• _What you are asked to do_
Repeat the whole listing below, word for word.

• _Provided records_
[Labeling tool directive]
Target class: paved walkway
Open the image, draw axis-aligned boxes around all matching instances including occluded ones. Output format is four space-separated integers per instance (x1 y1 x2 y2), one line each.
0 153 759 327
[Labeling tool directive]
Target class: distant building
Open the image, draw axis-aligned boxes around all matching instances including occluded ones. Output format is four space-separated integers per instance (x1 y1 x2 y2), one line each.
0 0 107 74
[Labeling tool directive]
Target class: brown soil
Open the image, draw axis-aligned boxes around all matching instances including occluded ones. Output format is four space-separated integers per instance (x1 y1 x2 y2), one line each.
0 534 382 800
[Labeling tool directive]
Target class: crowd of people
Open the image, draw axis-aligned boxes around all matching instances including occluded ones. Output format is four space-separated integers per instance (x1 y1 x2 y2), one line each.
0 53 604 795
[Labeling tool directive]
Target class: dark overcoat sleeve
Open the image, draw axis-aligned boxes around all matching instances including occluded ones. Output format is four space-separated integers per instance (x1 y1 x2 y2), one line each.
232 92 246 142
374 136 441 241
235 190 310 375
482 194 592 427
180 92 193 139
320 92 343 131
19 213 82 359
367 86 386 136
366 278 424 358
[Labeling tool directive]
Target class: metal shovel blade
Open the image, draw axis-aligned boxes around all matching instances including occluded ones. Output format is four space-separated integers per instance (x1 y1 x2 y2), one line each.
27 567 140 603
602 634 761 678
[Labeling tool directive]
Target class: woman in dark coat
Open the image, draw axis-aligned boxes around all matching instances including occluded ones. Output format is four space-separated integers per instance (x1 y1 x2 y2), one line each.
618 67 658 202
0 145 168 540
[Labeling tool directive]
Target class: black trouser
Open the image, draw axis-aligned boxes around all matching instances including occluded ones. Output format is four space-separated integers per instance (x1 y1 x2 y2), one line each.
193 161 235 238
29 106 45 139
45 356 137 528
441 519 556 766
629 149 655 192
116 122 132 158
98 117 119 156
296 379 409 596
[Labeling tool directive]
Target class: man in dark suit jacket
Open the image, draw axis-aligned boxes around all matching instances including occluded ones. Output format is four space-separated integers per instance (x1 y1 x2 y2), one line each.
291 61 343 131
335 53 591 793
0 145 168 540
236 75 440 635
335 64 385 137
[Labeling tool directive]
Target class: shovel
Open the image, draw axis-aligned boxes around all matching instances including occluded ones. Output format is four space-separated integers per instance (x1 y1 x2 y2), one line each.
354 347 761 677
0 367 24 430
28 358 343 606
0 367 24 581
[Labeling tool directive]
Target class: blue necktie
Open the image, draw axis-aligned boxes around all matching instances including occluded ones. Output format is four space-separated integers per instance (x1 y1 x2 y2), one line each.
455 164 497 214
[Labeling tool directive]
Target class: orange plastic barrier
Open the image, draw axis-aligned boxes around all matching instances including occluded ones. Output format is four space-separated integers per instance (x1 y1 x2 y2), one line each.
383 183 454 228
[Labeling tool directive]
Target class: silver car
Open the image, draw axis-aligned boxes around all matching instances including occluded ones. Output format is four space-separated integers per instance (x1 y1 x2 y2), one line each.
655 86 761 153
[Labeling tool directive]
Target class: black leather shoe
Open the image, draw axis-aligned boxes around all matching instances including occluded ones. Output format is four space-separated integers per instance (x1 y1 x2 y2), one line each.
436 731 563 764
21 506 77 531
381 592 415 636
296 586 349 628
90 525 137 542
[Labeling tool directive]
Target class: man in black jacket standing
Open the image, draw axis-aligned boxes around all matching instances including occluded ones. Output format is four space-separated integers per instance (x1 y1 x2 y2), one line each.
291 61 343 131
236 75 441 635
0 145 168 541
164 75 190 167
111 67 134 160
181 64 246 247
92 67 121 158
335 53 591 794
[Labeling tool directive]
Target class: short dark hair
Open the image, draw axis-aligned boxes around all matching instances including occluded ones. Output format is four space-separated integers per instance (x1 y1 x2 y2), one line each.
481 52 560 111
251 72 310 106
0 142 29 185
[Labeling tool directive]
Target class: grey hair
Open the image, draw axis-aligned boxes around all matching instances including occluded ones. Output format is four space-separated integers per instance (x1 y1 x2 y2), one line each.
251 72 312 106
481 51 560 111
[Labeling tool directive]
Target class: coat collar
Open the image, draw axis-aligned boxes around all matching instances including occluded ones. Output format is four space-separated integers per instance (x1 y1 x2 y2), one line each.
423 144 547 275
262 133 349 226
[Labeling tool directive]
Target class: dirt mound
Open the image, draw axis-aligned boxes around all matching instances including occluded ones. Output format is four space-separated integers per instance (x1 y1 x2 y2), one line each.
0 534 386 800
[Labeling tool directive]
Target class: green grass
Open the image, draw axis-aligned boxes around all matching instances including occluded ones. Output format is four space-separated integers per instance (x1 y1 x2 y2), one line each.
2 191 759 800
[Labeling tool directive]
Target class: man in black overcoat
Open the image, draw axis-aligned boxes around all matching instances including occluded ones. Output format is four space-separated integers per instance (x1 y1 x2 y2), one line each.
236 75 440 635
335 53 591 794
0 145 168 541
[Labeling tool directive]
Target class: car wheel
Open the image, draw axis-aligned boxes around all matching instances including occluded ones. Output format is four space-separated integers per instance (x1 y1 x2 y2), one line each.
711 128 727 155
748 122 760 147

• _Reply to the exercise_
[Labeling tool directive]
Target class: paved walkway
Open the image, draw axis-aligned boxes around all matching instances including occluded ones. Output format is four space-separated integers per instance (x1 y1 x2 y2), one line each.
0 153 759 327
[Labeling tool directive]
Target class: distant building
Open the image, draw axis-aligned boxes around all matching instances including occluded ones. Output format is four space-separated integers per instance (x1 y1 x2 y2), one line each.
0 0 107 74
[Labeling tool directive]
Target class: brown soil
Open the image, draw axis-aligned boxes around all matching instances including occluded ones. Output format is four space-separated integers per instance (x1 y1 x2 y2), one line each.
0 534 382 800
[Labeling tool directive]
Target class: crowd of people
Open the image, draw axis-aligned boxes around all matching instances including occluded ones. Output format is four space-separated integers per instance (x1 y1 x2 y2), one line each.
0 53 604 795
[Labeling tool directive]
Target class: dark overcoat sleeve
Open the image, draw axis-aligned boxes around all matching instances including occluded ones. Output format is four space-separated integers per instance (x1 y1 x2 y2), one line each.
232 92 246 142
374 136 441 241
235 190 310 375
482 194 592 427
180 92 193 139
320 92 343 131
19 213 82 359
367 86 386 136
366 278 424 358
[Labeling tool directive]
Target class: metal shovel blade
Open the image, draw axis-aligned boxes around all matching instances including occluded ones. Output format is four space-separated integers per instance (x1 y1 x2 y2), one line each.
27 567 140 603
602 634 761 678
[Labeling tool directive]
Target class: woman in dark coat
Open the image, draw axis-aligned boxes around all matching instances including occluded ones. Output format is four space-separated integers per instance (x1 y1 x2 y2), one line each.
618 67 658 202
0 145 168 540
[Labeling tool directive]
Target class: black trouser
Open the image, draw axis-aligned boxes around all matching instances including occluded ones. Output format is four space-separated integers per instance (x1 y1 x2 y2), one line each.
193 161 235 238
29 106 45 139
45 356 137 528
441 519 556 766
629 149 655 192
116 122 132 158
98 117 119 156
296 379 409 596
[Labeling tool directive]
Target class: man in dark suit jacket
Open the image, draw axis-aligned boxes around all matching instances including occluded ones. Output format is four space-separated integers per instance (x1 y1 x2 y2), one line each.
291 61 343 131
335 53 591 793
0 145 168 540
236 75 440 635
335 64 385 137
[Labeling tool directive]
Target class: shovel
Open the image, draw axis-aligned boxes around all matching instances including occluded ones. Output format is four space-separated integers per instance (x1 y1 x2 y2), one line each.
354 347 761 677
0 367 24 430
28 358 343 606
0 367 24 581
[Labeling tool directive]
Target class: blue necktie
Open the image, draw axis-aligned boxes around all matching instances including occluded ones. Output format is four space-separated integers per instance (x1 y1 x2 y2), one line each.
455 164 497 214
[Labeling tool directive]
Target class: orange plastic barrier
Open the image, draw axis-aligned boxes around all matching instances including occluded ones. Output format is four space-separated integers per instance (x1 y1 x2 y2), one line each.
383 183 454 228
[Labeling tool directive]
Target class: silver car
Open the image, draw axis-aligned boxes around all matching instances including occluded ones. Output format is four space-separated integers per instance (x1 y1 x2 y2), one line each.
655 86 761 153
[Labeling tool directive]
Target class: black leather shoe
Open the image, draw axis-aligned boxes around all matching instances including occluded ones. Output format is four space-separated integers per instance (x1 y1 x2 y2), one line each.
436 731 563 764
21 506 77 531
381 592 415 636
296 586 349 628
90 525 137 542
[Labeling tool directive]
Target class: man in black jacket standing
Open the image, draw axis-aligned boxes around all matching instances including occluded ones. Output format is four space-separated integers per instance (x1 y1 x2 y2), one line each.
291 61 343 131
236 75 441 635
0 145 168 541
164 75 190 167
111 67 134 160
181 64 246 247
92 67 121 158
335 53 591 794
[Labeling tool directive]
Target class: short dark hair
Open the image, draw axis-aligned boxes around all matching instances including occluded ones. Output format is four space-separated integers per instance (x1 y1 x2 y2), one line each.
481 52 560 111
251 72 310 106
0 142 29 185
[Labeling tool directive]
Target class: grey hair
Open the image, draw axis-aligned boxes around all matching instances including occluded ones. Output format is four space-separated integers per instance (x1 y1 x2 y2), one line each.
251 72 312 106
481 51 560 111
[Labeling tool directive]
Target class: coat collar
Open the image, draw axis-aligned boxes around all matching instances including occluded ones. Output format is four space-separated integers per instance (x1 y1 x2 y2), one line each.
423 144 547 275
262 133 349 226
[Labeling tool directive]
Target class: dirt mound
Open the image, draw axis-aligned boxes around all matching instances including occluded ones. Output format is four space-separated integers per instance (x1 y1 x2 y2), one line each.
0 534 386 800
[Labeling tool directive]
Target class: green grass
Open the image, draw axis-aligned boxes around all matching instances including occluded ones. Output format is four space-separated integers per instance (x1 y1 x2 y2), one line each.
2 191 759 800
[Labeling tool directive]
Target class: man in black overcoat
Open the image, draw axis-aligned boxes around all matching instances including occluded ones. Output format is four space-separated integers per instance (x1 y1 x2 y2), one line each.
236 75 440 635
335 53 591 794
0 145 168 541
[Labeling tool directive]
Target class: car wheel
Open the image, draw axis-aligned boxes around all matching instances including occluded ones. Output format is four space-separated integers per instance (x1 y1 x2 y2), one line each.
711 128 727 155
748 122 760 147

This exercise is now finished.